### [ABOUT THIS EXERCISE]
Go through the entries below and pick out every line with "white".

### [EXERCISE MATERIAL]
= Beginning of Section =

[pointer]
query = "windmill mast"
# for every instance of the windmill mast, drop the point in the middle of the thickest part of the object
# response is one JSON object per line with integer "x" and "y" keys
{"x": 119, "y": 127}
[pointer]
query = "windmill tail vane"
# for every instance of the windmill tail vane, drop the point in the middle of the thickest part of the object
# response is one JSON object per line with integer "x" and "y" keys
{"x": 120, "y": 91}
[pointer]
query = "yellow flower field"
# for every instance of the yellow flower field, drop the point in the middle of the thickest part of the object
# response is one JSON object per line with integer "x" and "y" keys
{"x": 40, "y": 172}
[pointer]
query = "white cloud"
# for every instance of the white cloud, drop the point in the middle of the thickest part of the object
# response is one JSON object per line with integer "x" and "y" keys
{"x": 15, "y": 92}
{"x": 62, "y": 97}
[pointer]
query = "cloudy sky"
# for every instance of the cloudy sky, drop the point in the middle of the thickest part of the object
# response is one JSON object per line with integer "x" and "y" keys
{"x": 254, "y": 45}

= End of Section =

### [WRITTEN RESPONSE]
query = "white cloud"
# for every instance of the white cloud, drop the point in the middle of the thickest part of the object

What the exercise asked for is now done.